## RECORDS PROVIDED
++++++

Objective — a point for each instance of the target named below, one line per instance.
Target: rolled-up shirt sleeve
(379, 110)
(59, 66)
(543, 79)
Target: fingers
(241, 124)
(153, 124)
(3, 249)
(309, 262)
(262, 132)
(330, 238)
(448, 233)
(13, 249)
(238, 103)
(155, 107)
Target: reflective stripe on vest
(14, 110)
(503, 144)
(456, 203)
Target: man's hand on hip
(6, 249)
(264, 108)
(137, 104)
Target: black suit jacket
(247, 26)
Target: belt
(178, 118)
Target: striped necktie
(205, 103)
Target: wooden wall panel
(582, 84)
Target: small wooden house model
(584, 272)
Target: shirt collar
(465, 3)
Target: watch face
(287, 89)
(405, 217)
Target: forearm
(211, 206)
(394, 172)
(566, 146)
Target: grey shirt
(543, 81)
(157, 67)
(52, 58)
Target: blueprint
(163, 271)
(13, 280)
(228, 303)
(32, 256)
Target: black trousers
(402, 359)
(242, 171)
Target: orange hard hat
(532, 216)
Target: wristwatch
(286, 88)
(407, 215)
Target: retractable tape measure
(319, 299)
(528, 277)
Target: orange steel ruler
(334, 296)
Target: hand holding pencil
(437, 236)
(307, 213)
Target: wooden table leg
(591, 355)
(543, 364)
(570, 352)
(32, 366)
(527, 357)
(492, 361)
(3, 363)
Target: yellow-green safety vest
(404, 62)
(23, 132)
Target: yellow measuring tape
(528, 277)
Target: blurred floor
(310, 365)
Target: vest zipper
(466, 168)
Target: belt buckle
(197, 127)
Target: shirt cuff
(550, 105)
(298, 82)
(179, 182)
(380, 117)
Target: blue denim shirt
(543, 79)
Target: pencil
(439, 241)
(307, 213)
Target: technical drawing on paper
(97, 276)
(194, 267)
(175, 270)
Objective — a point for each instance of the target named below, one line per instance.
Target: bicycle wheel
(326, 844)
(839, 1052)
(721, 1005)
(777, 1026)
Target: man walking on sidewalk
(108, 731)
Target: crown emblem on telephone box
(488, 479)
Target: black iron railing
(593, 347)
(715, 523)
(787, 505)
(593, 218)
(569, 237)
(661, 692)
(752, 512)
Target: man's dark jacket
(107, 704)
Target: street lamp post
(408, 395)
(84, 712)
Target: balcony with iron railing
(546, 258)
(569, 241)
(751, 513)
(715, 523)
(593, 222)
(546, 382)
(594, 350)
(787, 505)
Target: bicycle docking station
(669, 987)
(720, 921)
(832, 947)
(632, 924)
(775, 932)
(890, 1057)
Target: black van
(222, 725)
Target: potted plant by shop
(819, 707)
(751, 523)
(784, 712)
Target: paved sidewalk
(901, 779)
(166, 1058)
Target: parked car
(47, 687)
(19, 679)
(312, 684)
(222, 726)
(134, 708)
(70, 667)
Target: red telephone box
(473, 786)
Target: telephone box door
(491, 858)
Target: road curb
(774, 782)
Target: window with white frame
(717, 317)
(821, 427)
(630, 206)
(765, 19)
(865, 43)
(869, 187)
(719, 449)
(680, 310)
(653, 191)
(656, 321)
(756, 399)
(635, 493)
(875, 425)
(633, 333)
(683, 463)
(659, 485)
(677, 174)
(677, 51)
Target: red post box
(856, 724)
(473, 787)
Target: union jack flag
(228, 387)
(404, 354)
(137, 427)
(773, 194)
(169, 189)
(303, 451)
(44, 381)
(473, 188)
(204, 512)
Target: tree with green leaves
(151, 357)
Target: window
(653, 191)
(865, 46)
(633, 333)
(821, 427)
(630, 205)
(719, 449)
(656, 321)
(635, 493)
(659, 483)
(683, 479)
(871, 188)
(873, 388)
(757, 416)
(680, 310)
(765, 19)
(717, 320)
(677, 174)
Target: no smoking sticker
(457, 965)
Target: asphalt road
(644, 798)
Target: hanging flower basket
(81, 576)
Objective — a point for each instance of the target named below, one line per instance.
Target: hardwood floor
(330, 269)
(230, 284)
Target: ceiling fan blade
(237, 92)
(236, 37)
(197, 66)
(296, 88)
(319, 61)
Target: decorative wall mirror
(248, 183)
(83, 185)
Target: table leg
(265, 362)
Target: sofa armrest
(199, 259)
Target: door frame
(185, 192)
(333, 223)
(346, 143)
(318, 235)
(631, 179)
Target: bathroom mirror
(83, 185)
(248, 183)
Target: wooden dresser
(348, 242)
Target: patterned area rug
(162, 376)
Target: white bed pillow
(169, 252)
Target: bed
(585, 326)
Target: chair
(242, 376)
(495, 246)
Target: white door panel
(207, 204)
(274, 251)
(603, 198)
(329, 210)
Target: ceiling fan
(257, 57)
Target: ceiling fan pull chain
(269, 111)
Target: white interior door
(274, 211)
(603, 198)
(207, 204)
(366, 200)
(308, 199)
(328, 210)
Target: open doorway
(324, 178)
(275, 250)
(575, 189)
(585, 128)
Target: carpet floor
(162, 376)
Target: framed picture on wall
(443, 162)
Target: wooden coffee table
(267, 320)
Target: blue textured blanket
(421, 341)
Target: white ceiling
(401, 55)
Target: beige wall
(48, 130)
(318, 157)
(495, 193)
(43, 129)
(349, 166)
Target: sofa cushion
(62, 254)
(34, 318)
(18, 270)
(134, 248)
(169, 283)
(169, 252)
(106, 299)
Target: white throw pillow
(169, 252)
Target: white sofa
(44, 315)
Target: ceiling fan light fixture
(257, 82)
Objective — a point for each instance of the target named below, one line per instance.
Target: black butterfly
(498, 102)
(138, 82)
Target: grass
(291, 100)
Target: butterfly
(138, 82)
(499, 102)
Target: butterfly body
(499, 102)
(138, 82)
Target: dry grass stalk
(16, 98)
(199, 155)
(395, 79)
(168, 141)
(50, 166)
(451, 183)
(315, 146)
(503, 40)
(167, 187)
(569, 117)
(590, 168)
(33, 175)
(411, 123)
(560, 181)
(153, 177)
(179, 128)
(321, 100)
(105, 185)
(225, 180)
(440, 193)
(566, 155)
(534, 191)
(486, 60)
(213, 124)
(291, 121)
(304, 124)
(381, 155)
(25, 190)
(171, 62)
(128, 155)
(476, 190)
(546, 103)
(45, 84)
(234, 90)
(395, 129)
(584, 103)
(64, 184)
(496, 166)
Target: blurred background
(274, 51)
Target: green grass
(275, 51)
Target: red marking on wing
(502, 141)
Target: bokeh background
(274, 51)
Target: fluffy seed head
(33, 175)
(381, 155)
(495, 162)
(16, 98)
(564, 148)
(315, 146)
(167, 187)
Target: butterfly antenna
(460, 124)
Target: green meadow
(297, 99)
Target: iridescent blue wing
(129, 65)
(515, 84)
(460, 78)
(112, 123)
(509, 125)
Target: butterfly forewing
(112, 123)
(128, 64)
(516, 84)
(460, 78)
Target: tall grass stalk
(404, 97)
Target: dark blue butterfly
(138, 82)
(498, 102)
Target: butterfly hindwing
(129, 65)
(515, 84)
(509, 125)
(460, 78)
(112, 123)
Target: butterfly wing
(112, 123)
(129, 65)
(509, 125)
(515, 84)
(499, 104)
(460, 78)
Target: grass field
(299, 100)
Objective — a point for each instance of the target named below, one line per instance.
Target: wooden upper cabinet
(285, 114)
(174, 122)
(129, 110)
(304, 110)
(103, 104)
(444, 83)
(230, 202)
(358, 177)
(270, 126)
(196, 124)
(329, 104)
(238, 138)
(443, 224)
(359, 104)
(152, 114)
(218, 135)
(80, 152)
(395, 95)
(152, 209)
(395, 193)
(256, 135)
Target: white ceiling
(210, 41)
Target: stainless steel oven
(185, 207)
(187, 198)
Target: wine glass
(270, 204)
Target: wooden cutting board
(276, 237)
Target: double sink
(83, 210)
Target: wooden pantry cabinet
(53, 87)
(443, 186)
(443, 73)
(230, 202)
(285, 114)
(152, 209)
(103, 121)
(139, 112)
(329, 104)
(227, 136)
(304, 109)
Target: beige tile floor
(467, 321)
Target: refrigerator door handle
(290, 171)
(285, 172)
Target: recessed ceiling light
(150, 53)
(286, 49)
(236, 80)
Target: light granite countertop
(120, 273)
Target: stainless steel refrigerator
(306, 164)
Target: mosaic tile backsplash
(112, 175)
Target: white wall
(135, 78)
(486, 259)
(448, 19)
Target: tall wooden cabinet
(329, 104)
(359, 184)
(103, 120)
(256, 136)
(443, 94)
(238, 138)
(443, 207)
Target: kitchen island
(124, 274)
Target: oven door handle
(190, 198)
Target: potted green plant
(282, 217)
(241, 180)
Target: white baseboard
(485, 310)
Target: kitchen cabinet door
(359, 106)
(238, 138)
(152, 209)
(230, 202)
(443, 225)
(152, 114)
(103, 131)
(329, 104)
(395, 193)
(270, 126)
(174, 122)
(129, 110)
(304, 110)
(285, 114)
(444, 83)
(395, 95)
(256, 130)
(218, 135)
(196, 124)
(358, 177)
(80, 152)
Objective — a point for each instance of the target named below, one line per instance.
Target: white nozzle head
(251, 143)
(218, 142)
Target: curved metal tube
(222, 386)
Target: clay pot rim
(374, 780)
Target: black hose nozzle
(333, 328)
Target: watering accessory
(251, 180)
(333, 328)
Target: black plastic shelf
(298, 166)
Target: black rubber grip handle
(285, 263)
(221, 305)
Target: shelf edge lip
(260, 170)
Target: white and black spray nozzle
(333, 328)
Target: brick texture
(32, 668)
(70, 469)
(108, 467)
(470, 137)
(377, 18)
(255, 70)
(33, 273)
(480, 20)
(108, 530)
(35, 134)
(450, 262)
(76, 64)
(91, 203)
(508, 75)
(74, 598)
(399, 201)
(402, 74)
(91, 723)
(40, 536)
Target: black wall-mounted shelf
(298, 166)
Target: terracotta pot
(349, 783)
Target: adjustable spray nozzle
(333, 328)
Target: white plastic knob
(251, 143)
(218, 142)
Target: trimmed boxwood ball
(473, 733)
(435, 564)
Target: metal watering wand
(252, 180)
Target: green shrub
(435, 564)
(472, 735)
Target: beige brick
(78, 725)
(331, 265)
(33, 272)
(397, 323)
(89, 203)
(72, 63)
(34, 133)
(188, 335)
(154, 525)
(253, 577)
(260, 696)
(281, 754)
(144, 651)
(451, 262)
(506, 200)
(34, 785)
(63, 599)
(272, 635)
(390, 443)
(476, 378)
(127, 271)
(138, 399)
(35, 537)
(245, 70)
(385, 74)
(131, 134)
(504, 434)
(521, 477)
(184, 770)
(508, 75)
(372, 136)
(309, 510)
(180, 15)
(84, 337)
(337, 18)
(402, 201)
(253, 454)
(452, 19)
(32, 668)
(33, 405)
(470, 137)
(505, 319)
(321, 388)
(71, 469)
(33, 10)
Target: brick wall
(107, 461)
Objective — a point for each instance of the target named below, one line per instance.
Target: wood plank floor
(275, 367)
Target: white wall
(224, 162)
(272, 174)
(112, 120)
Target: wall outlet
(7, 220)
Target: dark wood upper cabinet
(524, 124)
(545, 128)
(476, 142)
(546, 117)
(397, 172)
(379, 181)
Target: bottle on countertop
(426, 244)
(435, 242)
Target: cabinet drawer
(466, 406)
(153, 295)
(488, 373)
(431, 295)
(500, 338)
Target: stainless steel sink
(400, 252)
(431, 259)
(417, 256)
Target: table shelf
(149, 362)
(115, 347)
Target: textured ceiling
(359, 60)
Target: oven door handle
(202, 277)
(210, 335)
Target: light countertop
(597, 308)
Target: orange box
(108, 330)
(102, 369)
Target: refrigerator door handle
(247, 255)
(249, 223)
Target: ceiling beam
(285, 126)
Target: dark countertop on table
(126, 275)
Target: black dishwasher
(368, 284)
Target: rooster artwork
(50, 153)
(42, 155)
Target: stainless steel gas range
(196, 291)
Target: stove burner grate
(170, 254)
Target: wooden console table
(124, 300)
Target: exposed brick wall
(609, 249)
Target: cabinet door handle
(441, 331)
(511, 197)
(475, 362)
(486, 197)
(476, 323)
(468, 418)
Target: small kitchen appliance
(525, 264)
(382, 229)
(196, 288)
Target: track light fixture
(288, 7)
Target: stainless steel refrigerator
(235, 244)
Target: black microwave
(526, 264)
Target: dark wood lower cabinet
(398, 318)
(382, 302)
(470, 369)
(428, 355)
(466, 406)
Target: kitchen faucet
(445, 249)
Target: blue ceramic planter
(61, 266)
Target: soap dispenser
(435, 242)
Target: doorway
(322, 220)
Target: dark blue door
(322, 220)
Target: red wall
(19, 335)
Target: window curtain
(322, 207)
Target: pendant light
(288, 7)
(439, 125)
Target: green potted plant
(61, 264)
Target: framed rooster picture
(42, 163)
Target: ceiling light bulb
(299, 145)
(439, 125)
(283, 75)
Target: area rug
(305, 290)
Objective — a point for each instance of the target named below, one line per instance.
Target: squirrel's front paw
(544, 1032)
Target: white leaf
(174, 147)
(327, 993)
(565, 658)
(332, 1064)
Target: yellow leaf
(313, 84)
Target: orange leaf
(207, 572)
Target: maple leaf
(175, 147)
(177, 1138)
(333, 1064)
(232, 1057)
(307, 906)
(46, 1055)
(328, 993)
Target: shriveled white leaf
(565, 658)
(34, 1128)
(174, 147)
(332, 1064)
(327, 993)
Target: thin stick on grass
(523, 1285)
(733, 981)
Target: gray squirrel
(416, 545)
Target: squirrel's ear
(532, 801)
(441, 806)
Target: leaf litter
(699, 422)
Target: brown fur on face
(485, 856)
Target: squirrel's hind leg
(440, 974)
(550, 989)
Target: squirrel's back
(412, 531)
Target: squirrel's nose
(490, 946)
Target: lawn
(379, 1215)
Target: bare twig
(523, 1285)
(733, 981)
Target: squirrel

++++++

## WHAT IS BEING ASKED
Produce an exact repeat of the lines from the one containing "Target: black dishwasher" through the last line of the data, and nothing more.

## TASK OUTPUT
Target: black dishwasher
(368, 284)
Target: rooster artwork
(50, 153)
(42, 155)
Target: stainless steel gas range
(196, 291)
Target: stove burner grate
(170, 254)
Target: wooden console table
(124, 300)
Target: exposed brick wall
(609, 249)
Target: cabinet door handle
(441, 331)
(511, 197)
(475, 362)
(486, 197)
(476, 323)
(468, 418)
Target: small kitchen appliance
(525, 264)
(382, 229)
(196, 288)
Target: track light fixture
(288, 7)
Target: stainless steel refrigerator
(235, 244)
Target: black microwave
(526, 264)
Target: dark wood lower cabinet
(398, 318)
(382, 302)
(470, 369)
(428, 355)
(466, 406)
Target: kitchen faucet
(445, 249)
Target: blue ceramic planter
(61, 266)
Target: soap dispenser
(435, 242)
Target: doorway
(322, 220)
Target: dark blue door
(322, 220)
Target: red wall
(19, 335)
Target: window curtain
(322, 207)
Target: pendant light
(288, 7)
(439, 125)
Target: green potted plant
(61, 264)
Target: framed rooster picture
(42, 163)
Target: ceiling light bulb
(299, 145)
(439, 125)
(283, 75)
Target: area rug
(305, 290)
Objective — a point for each instance of the target named below, one line per instance.
Target: squirrel's front paw
(544, 1032)
Target: white leaf
(174, 147)
(327, 993)
(565, 658)
(332, 1064)
Target: yellow leaf
(313, 84)
Target: orange leaf
(207, 572)
Target: maple leaf
(175, 147)
(177, 1138)
(333, 1064)
(232, 1057)
(307, 906)
(46, 1055)
(328, 993)
Target: shriveled white leaf
(565, 658)
(34, 1128)
(174, 147)
(332, 1064)
(327, 993)
Target: thin stick on grass
(523, 1285)
(733, 981)
Target: gray squirrel
(416, 545)
Target: squirrel's ear
(532, 801)
(441, 806)
Target: leaf litter
(699, 422)
Target: brown fur on face
(485, 856)
Target: squirrel's hind leg
(440, 974)
(550, 989)
Target: squirrel's back
(412, 531)
Target: squirrel's nose
(490, 946)
Target: lawn
(379, 1215)
Target: bare twig
(523, 1285)
(733, 981)
Target: squirrel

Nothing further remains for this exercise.